**Task statement**
Retype exactly the lines from the line with "Reviewer note: confirm that each instance of the flat" to the end of the data, keeping both boundary lines.

(Entries from a dataset)
───

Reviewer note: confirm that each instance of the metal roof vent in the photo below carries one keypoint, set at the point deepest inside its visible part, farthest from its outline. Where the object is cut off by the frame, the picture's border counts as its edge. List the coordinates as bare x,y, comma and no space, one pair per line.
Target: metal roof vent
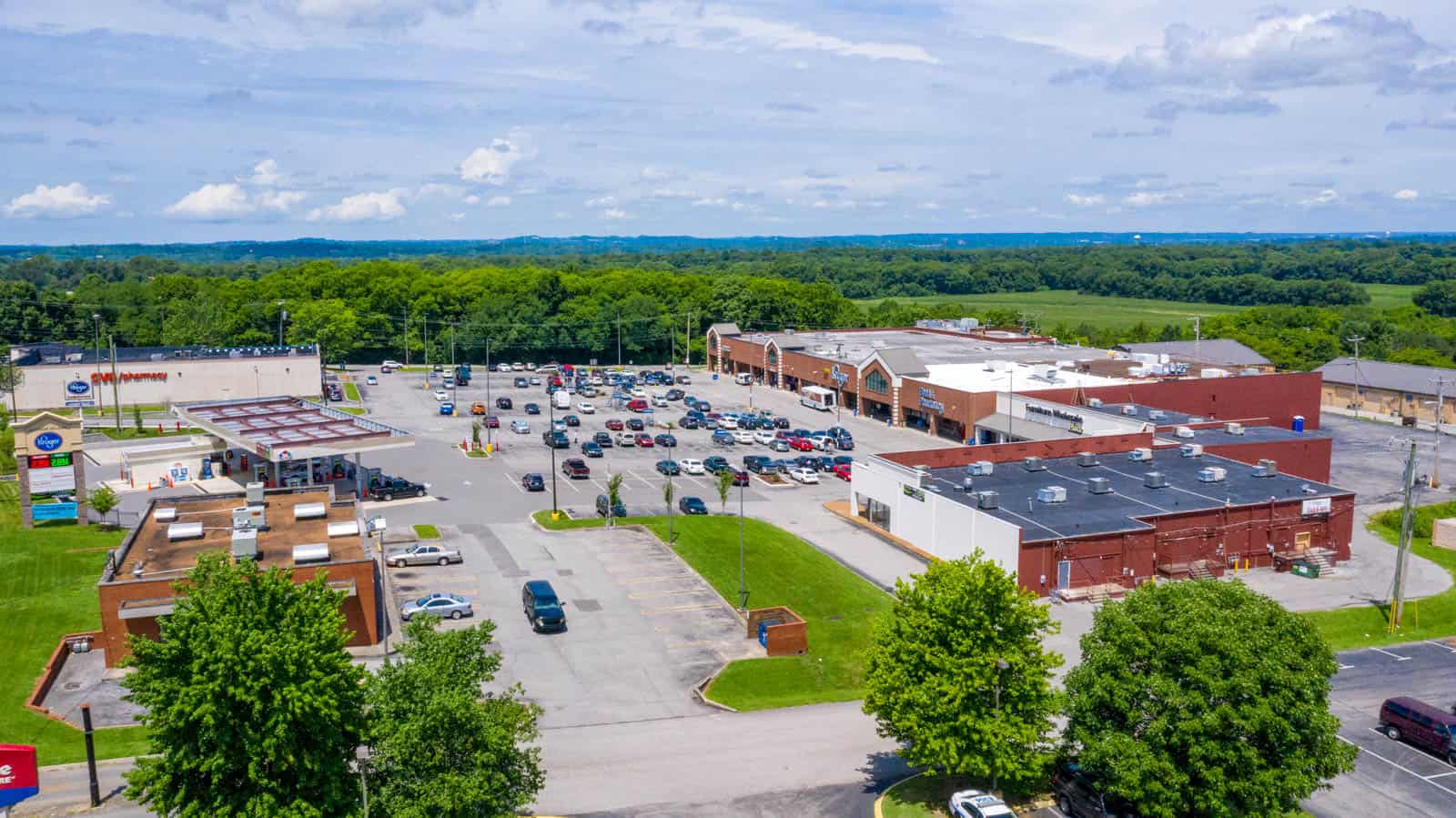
1052,494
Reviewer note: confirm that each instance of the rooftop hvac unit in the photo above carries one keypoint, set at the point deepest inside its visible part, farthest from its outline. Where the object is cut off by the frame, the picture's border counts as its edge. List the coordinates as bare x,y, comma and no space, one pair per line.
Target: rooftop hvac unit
1052,494
245,543
344,529
184,530
1212,475
310,511
310,552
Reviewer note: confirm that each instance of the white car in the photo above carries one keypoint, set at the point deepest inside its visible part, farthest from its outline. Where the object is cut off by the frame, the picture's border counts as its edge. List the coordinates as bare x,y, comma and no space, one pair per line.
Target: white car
801,475
976,803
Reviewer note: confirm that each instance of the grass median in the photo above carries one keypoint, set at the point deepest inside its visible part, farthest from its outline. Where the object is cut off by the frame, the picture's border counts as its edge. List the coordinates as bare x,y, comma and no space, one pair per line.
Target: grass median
1433,618
48,590
781,570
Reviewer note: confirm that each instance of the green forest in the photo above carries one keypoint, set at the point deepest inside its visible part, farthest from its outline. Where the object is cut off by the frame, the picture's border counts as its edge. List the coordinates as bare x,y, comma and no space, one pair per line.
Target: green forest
1303,298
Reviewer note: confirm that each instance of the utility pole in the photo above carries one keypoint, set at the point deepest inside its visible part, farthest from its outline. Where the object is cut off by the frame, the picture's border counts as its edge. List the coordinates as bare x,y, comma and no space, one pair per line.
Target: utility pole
1356,341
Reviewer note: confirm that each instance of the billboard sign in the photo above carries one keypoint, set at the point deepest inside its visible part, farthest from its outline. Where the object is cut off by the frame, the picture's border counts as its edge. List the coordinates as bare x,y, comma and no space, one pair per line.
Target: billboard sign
19,778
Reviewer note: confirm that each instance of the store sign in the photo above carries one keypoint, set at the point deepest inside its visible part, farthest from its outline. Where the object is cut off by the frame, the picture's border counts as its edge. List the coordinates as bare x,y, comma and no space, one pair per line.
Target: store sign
929,402
53,480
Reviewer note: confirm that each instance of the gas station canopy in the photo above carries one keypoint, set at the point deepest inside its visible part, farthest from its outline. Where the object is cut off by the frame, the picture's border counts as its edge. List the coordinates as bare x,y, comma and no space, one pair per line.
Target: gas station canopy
288,429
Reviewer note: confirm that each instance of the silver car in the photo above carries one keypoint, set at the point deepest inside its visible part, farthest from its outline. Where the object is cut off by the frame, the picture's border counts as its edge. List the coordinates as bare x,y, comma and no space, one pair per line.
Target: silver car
422,553
437,604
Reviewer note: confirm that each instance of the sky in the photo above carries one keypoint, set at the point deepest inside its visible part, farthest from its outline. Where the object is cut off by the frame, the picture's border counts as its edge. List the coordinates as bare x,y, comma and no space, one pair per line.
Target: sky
257,119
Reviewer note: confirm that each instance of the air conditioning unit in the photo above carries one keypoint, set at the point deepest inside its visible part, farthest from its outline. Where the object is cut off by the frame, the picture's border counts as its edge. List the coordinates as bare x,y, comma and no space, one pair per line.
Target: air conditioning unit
1052,494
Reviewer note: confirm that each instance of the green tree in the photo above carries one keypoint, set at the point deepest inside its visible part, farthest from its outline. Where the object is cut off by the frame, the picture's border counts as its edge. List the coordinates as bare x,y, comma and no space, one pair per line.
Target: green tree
104,501
956,635
249,699
439,747
1205,698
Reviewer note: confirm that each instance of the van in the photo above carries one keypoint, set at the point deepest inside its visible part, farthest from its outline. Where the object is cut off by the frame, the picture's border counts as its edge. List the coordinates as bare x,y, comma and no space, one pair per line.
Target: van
1421,725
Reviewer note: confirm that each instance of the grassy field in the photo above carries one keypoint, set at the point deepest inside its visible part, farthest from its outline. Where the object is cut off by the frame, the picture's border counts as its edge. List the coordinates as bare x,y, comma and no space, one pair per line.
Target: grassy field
1433,618
783,570
48,590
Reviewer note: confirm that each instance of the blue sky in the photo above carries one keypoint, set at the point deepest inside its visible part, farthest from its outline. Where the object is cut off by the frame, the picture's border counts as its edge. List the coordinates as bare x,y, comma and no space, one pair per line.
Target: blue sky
216,119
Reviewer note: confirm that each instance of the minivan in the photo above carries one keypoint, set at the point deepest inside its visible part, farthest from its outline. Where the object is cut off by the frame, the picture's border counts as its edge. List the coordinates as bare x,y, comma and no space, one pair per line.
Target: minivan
1420,723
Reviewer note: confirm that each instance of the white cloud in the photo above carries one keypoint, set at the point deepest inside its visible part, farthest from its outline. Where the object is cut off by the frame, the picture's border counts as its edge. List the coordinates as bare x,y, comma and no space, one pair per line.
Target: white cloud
62,201
492,165
213,203
363,207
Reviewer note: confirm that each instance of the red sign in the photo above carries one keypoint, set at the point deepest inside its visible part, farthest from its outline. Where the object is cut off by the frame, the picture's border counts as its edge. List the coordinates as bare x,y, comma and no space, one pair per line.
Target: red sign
18,774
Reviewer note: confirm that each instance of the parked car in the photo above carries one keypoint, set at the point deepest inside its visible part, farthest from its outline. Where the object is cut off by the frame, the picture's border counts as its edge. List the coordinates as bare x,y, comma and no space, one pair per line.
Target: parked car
542,607
450,606
976,803
619,510
1420,723
421,553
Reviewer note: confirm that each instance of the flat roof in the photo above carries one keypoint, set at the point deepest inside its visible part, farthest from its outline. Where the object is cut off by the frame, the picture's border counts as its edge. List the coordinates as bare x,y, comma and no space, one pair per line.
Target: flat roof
290,429
159,556
1130,501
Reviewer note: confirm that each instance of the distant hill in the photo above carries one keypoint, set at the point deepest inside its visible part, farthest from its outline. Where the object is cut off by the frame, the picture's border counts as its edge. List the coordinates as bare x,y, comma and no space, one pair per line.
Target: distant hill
594,245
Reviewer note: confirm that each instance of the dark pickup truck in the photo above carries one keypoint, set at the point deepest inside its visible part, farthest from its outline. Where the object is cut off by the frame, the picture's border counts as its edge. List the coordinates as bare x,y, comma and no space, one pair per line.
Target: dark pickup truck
397,487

───

**Finished exercise**
Reviewer note: confirm that each instance of the flat roof in the photo above carries one keypoint, set at the point deepest inside its visible part, farthest from its outline. Where the object is cut off by the frame, the picture's border counts as its edge. List the coordinates as bare x,y, comma and no space, one pair per line.
Target: flat roof
290,429
159,556
1130,501
Reviewer note: confirm that each instance of the distant hill in the photo above carries one keypoint, set at the point deepest inside its visible part, farthest from its outline. Where the object is cut off by the frame, the picture's border counts as its edge. List the coordinates as bare x,y, comma and no space, one pair per line.
Target: distant hill
594,245
Reviewer note: confirm that each instance of the dark pickup truck in the photo above carries one keypoint, set at the point deepest inside its visible part, farthest from its outline. Where the object is cut off by the frame, the picture's border counts as its edge. List the coordinates as bare x,y, comma and no space, one pair per line.
Target: dark pickup truck
397,487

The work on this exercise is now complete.